#### PASSAGE:
[Start of Attachment]
Feeling sick Radiotherapy to tumours in or near the digestive system can lead to nausea and vomiting. Anti-sickness (anti-emetic) drugs can often help to overcome this problem. It can also help if you avoid large meals and eat small amounts more often, or supplement your diet with nutritious drinks, which you can buy at most chemists.
Hoarse voice Radiotherapy near the voice box (larynx) may cause hoarseness of the voice. This is usually temporary and should begin to reduce once the treatment has finished.
Tiredness You may feel very tired. It is important to get as much rest as possible, especially if you are travelling a long way for treatment every day.
Most side effects of radiotherapy disappear gradually once your course of treatment is over, although some may continue for several months afterwards. If you have any problems during your treatment, talk to the radiotherapy staff at the hospital, as they have experience of looking after other people in the same situation as yourself.
Radiotherapy does not make you radioactive and it is perfectly safe for you to be with other people, including children, throughout your treatment.
Treating Kaposi's sarcoma with immunotherapy
This type of treatment is occasionally used to treat Kaposi's sarcoma. It is often used alongside other treatments such as anti-HIV therapies. Immunotherapy involves the use of proteins normally produced by the body during viral infections such as flu. These anti-viral proteins can also be produced in a laboratory.
[End of Attachment]
#### DATA TO EXAMINE:
[Start of Attachment]
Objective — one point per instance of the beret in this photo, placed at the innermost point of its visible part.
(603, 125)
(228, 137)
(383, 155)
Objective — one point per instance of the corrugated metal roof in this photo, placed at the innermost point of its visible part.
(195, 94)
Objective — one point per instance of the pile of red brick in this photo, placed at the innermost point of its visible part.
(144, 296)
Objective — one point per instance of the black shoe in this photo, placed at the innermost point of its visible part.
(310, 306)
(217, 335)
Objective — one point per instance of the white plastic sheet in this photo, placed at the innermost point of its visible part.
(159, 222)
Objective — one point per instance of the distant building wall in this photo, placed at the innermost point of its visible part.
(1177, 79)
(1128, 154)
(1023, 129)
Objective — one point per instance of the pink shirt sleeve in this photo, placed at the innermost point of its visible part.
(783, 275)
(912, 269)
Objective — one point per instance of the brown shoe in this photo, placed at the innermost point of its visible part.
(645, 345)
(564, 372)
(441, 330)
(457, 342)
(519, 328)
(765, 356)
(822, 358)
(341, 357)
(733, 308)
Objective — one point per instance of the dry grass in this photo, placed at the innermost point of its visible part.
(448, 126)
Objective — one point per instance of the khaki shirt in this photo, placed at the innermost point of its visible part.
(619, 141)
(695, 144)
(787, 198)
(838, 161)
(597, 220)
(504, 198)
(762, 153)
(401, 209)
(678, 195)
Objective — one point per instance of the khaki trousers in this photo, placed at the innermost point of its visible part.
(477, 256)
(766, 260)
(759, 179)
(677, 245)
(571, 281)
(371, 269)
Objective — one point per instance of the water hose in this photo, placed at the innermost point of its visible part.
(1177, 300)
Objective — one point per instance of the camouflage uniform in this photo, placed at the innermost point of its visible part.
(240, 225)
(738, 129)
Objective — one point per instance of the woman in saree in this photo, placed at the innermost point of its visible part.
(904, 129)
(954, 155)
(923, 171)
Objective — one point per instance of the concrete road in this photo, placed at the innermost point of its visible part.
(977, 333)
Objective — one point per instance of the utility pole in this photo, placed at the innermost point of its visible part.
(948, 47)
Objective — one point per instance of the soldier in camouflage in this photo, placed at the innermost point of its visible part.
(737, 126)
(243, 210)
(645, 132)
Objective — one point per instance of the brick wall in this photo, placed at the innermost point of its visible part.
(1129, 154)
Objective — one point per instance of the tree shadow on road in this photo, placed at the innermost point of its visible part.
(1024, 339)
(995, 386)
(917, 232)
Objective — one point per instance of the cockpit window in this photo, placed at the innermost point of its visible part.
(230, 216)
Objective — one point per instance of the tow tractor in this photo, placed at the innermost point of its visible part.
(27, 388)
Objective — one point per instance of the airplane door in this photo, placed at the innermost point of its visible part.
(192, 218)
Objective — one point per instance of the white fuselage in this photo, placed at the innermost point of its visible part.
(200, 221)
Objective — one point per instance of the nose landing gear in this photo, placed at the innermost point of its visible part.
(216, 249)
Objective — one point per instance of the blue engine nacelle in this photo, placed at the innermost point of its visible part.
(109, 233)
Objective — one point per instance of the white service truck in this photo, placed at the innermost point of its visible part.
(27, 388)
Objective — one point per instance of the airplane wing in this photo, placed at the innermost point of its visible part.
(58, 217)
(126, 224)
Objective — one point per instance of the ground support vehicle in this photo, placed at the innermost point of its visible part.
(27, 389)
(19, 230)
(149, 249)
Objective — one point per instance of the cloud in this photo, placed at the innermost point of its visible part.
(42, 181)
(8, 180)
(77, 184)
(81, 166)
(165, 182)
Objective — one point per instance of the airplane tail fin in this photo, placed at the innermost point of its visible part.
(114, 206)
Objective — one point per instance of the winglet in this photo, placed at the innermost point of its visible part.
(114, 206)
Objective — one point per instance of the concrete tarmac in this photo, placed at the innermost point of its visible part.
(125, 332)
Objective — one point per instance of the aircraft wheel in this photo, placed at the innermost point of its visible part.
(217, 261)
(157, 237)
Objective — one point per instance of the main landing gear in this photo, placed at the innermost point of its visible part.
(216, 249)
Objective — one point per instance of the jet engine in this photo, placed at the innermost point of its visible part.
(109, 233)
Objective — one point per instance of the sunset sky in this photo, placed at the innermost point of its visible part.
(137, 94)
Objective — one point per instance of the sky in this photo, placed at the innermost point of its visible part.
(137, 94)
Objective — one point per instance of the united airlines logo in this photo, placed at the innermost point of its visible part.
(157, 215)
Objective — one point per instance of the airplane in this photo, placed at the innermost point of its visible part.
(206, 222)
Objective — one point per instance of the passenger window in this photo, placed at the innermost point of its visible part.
[End of Attachment]
#### QUESTIONS TO ANSWER:
- 1) In the passage on radiotherapy and immunotherapy, where can the nutritious drinks that supplement a diet be bought?
- 2) Pick up the passage on radiotherapy and immunotherapy after its final sentence and carry it on.

#### YOUR RESPONSES:
- 1) At most chemists.

- 2)
Interferon is the most common type of immunotherapy used to treat KS and is usually given three times a week by injection under the skin. Alternatively, it may be injected into the lesion. The needle is very small and fine so the injections are only slightly uncomfortable. You will be taught how to give yourself these injections so you can do them at home.
In the first week or two of treatment, interferon can cause side effects similar to those of flu: especially chills, fever, headaches, tiredness and aching in the back, joints and muscles. However, these soon disappear. Your doctor may recommend that you take paracetamol about half an hour before your injection to prevent these side effects.
Living with Kaposi's sarcoma
Many people with slow-growing or early KS often find that physically they feel quite well, but emotionally may find it difficult to cope. For some people the appearance of KS is the first sign that they have Aids. In this situation, coming to terms with the diagnosis, whether they knew about it beforehand or not, together with the constant physical reminder of their illness, can be devastating.
It often helps to talk to someone who understands the special needs and problems of people with Aids, their partners and families. A large number of organisations offer help and support to people with Aids. Some of the main Aids organisations in the UK are listed in this section (see organisations). Local support groups can also provide support and you can get details of these from The Terrence Higgins Trust.
People affected by Kaposi's sarcoma in the skin may find this distressing. However, there is a way to reduce the differences in skin colour and make the areas of KS less noticeable. Camouflage make-up consists of specially designed creams, and the ranges available are suitable for all skin types and colours, in both men and women. Some clinical nurse specialists, the British Association of Skin Camouflage and the British Red Cross offer a camouflage make-up service with individual teaching sessions on how to apply it for the best effect.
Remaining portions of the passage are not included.